Task details »
The required output is the line that contains "of the concrete" through the last line of the data, retyped verbatim and with nothing added.

Dataset entries
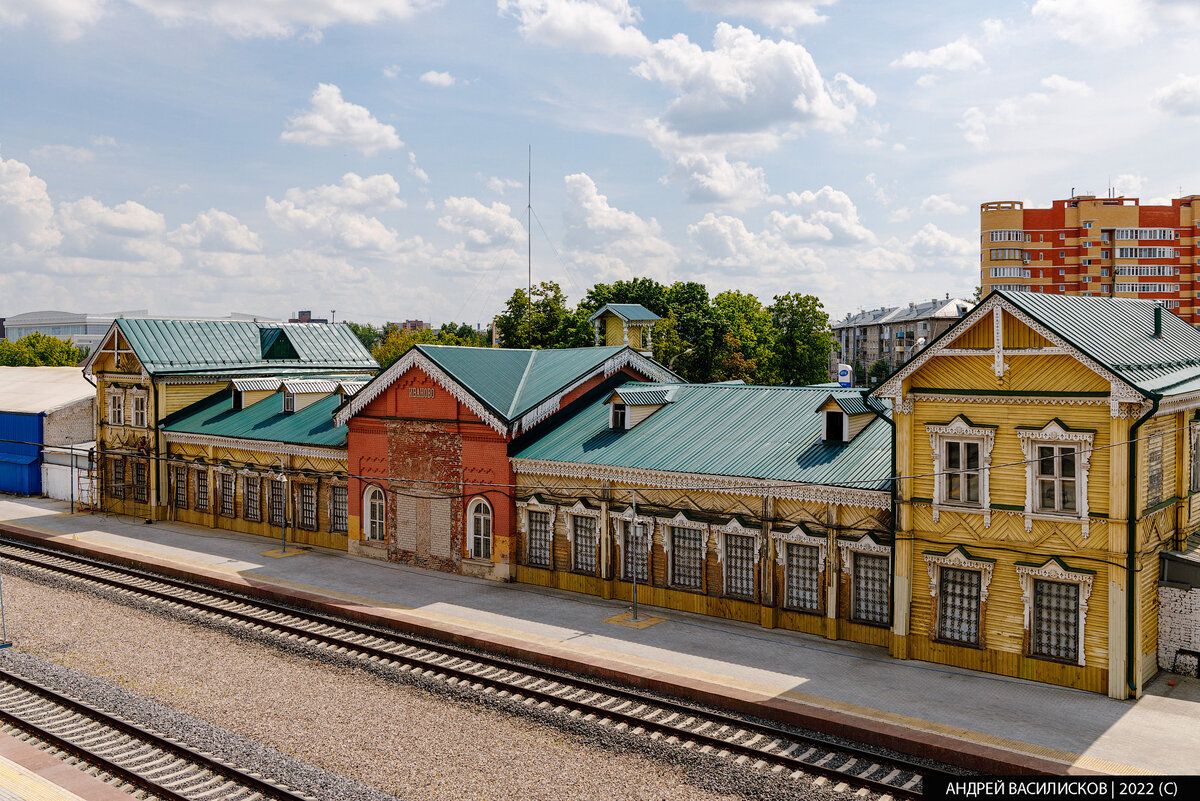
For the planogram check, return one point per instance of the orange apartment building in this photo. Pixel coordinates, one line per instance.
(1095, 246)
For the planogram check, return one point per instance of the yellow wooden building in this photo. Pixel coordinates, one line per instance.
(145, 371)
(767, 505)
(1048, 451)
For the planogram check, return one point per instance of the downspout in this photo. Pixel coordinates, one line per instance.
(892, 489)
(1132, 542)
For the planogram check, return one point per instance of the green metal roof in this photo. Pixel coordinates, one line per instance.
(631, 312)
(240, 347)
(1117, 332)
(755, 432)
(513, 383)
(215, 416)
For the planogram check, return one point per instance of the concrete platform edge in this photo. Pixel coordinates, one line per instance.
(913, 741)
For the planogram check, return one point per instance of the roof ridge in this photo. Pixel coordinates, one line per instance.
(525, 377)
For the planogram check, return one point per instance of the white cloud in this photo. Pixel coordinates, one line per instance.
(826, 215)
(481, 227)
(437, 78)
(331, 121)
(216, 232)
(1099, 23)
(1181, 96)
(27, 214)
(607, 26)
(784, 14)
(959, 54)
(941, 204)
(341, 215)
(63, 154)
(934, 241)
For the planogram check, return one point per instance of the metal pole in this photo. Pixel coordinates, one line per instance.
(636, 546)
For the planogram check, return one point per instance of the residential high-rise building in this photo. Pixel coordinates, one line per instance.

Result of the task »
For the planogram check, return one point per instance of the concrete platform edge in this photo. Pixel coordinates, one line per instance.
(913, 741)
For the planogram check, return one point per instance of the roof ridge in this photo. Pixel coordinates, one line per instance.
(525, 377)
For the planogram check, return one point per instance of the white cloud in this photo. Pixel coordinates, one line per instance.
(826, 215)
(481, 227)
(437, 78)
(331, 121)
(216, 232)
(1099, 23)
(1181, 96)
(27, 214)
(607, 26)
(784, 14)
(959, 54)
(941, 204)
(341, 215)
(63, 154)
(934, 241)
For the planogram check, return one point per instance of the metal pole in this photo. Pixel coordinates, one line per instance.
(636, 546)
For the planogram check, return one point per instance of the residential high-rise building in this photo. Pixel coordinates, one line per instance.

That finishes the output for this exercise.